REQUIRED WORK =
Reproduce word for word the part of the funeral article below that begins at the words "Funeral pays tribute" and stops after "gathering in Arizona.".

TEXT SECTION =
>>>
Funeral pays tribute to North Dakota lawmaker and family lost in Utah plane crash
Oct 10, 2023, 2:35 PM
BISMARCK, N.D. (AP) — Mourners gathered at a red-brick church in North Dakota on Tuesday for the funeral of a state lawmaker and his family who were killed in a plane crash last week, describing a selfless couple whose young boys inspired people around them.
State Sen. Doug Larsen, his wife Amy and their two sons, 11-year-old Christian and 8-year-old Everett, died on Oct. 1. Their single-engine aircraft went down near Moab, Utah, shortly after stopping to refuel on the way home from a family gathering in Arizona.
The plane was piloted by Larsen, 47, who flew Black Hawk helicopters and mobilized twice during his 29 years with the North Dakota Army National Guard. A preliminary National Transportation Safety Board report on the crash is expected sometime next week.
Four Black Hawk helicopters in missing-man formation flew through a cloudless autumn sky as the family was laid to rest at the North Dakota Veterans Cemetery.
<<<
(Segmentation labeling items)
>>>
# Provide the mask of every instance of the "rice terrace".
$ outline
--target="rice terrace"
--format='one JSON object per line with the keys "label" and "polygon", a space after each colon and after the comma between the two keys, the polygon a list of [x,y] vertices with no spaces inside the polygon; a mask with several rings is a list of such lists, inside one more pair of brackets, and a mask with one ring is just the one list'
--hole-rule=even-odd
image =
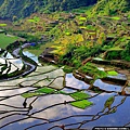
{"label": "rice terrace", "polygon": [[129,0],[1,0],[0,12],[0,130],[130,129]]}

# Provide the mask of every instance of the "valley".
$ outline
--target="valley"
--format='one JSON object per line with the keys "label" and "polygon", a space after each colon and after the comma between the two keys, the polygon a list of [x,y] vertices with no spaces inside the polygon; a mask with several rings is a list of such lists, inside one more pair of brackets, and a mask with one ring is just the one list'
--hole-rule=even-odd
{"label": "valley", "polygon": [[128,6],[0,20],[0,129],[130,127]]}

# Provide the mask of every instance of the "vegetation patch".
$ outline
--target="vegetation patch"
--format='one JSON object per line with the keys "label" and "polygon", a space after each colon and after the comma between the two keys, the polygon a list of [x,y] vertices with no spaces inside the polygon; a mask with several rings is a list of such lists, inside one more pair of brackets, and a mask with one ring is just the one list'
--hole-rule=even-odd
{"label": "vegetation patch", "polygon": [[6,24],[0,24],[0,27],[5,27],[6,26]]}
{"label": "vegetation patch", "polygon": [[22,94],[23,98],[34,98],[34,96],[38,96],[41,93],[36,93],[36,92],[28,92],[28,93],[24,93]]}
{"label": "vegetation patch", "polygon": [[90,98],[90,95],[84,92],[74,92],[70,94],[70,96],[75,100],[84,100],[87,98]]}
{"label": "vegetation patch", "polygon": [[6,36],[5,34],[0,34],[0,48],[5,49],[10,43],[13,43],[18,38],[14,36]]}
{"label": "vegetation patch", "polygon": [[75,106],[75,107],[78,107],[78,108],[84,109],[84,108],[93,105],[93,103],[92,103],[92,102],[89,102],[89,101],[87,101],[87,100],[82,100],[82,101],[73,102],[73,103],[70,103],[70,105],[73,105],[73,106]]}
{"label": "vegetation patch", "polygon": [[107,74],[108,74],[109,76],[117,76],[117,75],[118,75],[118,73],[115,72],[115,70],[107,72]]}

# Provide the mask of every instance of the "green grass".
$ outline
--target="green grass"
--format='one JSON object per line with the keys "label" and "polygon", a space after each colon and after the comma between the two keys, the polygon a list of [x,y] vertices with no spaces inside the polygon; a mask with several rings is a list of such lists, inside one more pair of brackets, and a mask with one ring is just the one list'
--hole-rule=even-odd
{"label": "green grass", "polygon": [[116,21],[119,21],[120,20],[120,17],[118,17],[118,16],[113,16],[113,17],[110,17],[112,20],[116,20]]}
{"label": "green grass", "polygon": [[79,20],[80,20],[80,21],[87,21],[87,18],[86,18],[86,17],[79,17]]}
{"label": "green grass", "polygon": [[73,102],[73,103],[70,103],[70,105],[73,105],[73,106],[75,106],[75,107],[78,107],[78,108],[84,109],[84,108],[93,105],[93,103],[92,103],[92,102],[89,102],[89,101],[87,101],[87,100],[82,100],[82,101]]}
{"label": "green grass", "polygon": [[28,93],[24,93],[22,94],[23,98],[32,98],[32,96],[38,96],[41,93],[36,93],[36,92],[28,92]]}
{"label": "green grass", "polygon": [[5,27],[6,26],[6,24],[0,24],[0,27]]}
{"label": "green grass", "polygon": [[118,73],[115,72],[115,70],[107,72],[107,74],[108,74],[109,76],[117,76],[117,75],[118,75]]}
{"label": "green grass", "polygon": [[5,49],[10,43],[13,43],[17,39],[17,37],[9,37],[4,34],[0,34],[0,48]]}
{"label": "green grass", "polygon": [[84,100],[89,98],[90,95],[83,92],[74,92],[70,94],[70,96],[75,100]]}

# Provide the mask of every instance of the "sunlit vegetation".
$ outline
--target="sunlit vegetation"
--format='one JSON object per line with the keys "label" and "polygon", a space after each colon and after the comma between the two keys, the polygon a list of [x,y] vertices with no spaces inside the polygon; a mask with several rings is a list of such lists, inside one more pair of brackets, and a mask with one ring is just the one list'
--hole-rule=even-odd
{"label": "sunlit vegetation", "polygon": [[0,48],[5,49],[10,43],[13,43],[18,38],[15,36],[6,36],[5,34],[0,34]]}

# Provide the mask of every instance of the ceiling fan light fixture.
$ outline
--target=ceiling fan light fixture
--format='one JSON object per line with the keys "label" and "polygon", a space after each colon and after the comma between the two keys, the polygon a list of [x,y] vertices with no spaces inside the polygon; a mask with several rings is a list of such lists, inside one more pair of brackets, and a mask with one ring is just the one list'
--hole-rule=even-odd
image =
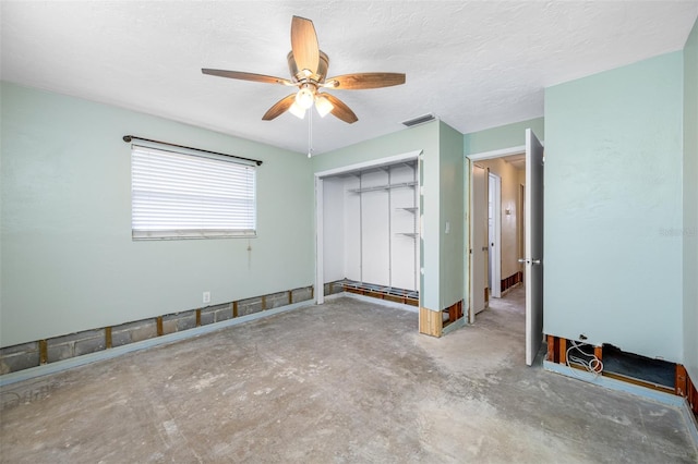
<<<
FINISHED ANSWER =
Funeral pays tribute to North Dakota lawmaker and family lost in Utah plane crash
Oct 10, 2023, 2:35 PM
BISMARCK, N.D. (AP) — Mourners gathered at a red-brick church in North Dakota on Tuesday for the funeral of a state lawmaker and his family who were killed in a plane crash last week, describing a selfless couple whose young boys inspired people around them.
State Sen. Doug Larsen, his wife Amy and their two sons, 11-year-old Christian and 8-year-old Everett, died on Oct. 1. Their single-engine aircraft went down near Moab, Utah, shortly after stopping to refuel on the way home from a family gathering in Arizona.